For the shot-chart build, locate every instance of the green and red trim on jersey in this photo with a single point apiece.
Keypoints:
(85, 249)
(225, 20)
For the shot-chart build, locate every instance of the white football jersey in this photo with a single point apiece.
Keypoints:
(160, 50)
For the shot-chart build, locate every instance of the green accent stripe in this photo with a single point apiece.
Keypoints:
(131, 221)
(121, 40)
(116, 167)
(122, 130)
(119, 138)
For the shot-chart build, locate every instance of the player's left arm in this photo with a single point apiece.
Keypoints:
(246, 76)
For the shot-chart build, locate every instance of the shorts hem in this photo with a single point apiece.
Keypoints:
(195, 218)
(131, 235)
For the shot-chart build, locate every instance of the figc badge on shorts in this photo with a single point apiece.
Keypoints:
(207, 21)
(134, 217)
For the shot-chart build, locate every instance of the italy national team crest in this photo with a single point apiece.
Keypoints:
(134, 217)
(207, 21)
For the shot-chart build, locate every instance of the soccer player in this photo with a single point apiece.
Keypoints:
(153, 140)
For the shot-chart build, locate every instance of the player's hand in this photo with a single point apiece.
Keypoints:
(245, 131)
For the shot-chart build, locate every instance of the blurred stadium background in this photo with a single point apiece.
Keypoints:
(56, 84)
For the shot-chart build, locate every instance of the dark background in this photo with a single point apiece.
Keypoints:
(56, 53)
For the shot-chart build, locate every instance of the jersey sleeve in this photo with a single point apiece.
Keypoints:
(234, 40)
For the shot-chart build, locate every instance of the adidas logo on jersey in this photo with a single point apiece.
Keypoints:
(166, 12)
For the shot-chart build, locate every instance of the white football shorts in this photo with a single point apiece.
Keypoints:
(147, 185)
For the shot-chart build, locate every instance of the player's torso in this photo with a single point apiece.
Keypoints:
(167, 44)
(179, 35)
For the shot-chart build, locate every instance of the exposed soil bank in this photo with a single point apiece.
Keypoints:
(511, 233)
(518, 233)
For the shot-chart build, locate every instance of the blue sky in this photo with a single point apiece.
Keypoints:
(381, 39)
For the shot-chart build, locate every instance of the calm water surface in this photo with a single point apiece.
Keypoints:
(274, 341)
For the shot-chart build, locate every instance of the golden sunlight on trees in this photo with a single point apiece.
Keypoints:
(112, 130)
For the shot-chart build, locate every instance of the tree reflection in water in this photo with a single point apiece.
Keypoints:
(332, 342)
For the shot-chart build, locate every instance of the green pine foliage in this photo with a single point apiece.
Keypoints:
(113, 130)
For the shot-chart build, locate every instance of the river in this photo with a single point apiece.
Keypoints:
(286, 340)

> [Exercise requirements]: Report, with a number and no other words, how many lines of the listing contain "player".

> [Exercise output]: 4